**Your objective:** Repeat, please, exactly the lines from the one that has "the white speckled" through the end of the records below, with pictures dropped.

**Dataset excerpts:**
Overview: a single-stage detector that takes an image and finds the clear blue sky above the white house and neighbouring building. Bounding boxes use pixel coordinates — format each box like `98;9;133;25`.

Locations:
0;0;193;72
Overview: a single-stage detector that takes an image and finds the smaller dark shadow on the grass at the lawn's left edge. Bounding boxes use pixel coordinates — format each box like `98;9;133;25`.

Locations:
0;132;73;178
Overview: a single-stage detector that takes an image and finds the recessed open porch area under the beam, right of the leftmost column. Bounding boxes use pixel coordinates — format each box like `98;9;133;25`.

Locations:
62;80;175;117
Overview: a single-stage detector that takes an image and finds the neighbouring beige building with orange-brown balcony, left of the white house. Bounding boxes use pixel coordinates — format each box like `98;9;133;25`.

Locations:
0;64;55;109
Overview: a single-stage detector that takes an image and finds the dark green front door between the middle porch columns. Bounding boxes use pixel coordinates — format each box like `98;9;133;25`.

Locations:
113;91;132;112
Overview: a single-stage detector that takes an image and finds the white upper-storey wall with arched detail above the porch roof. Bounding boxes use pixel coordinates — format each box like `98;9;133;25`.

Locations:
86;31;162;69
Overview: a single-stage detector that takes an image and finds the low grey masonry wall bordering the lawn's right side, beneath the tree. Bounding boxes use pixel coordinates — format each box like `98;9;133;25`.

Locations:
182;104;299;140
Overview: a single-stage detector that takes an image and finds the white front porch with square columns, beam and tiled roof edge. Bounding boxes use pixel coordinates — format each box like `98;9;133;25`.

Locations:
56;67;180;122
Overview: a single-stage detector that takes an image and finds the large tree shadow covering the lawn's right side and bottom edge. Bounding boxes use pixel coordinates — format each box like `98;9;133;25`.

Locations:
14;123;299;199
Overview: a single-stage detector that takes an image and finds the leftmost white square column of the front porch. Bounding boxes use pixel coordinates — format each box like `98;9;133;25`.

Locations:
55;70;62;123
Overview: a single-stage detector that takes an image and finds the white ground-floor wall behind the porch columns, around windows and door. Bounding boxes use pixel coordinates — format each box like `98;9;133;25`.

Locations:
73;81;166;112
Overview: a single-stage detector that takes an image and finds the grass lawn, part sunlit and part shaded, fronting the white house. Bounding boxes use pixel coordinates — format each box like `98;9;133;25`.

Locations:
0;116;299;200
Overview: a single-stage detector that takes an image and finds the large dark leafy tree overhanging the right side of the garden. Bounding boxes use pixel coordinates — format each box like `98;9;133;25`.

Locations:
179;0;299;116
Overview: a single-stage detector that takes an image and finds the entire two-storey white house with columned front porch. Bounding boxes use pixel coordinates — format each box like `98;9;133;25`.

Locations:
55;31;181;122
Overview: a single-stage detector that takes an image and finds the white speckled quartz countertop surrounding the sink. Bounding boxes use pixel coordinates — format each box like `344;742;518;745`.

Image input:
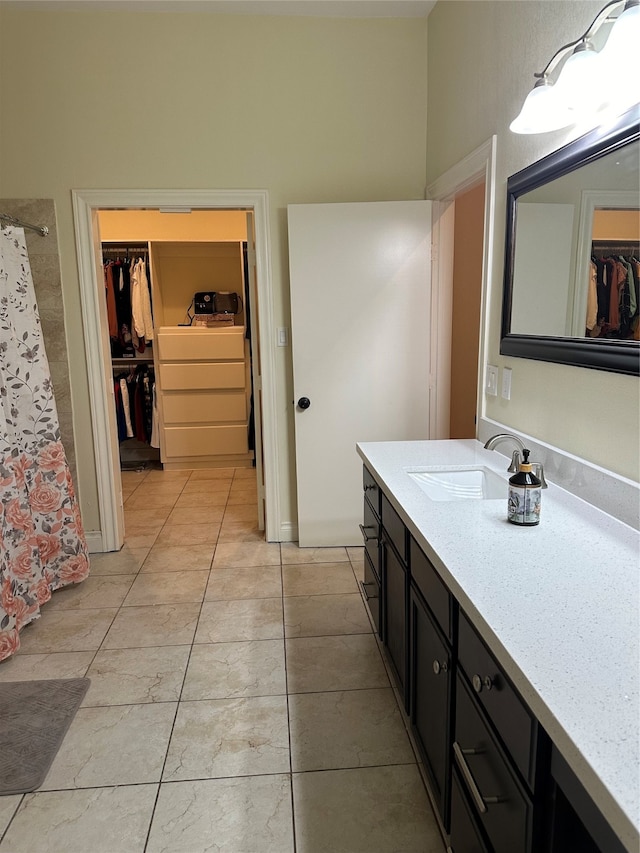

**Result below:**
Overview: a single-stage detector that takes an image and finds the white speckled quartz countertop surrounding the sink. Bounding boxes use pixel coordinates — format each box like `344;742;518;745`.

Image input:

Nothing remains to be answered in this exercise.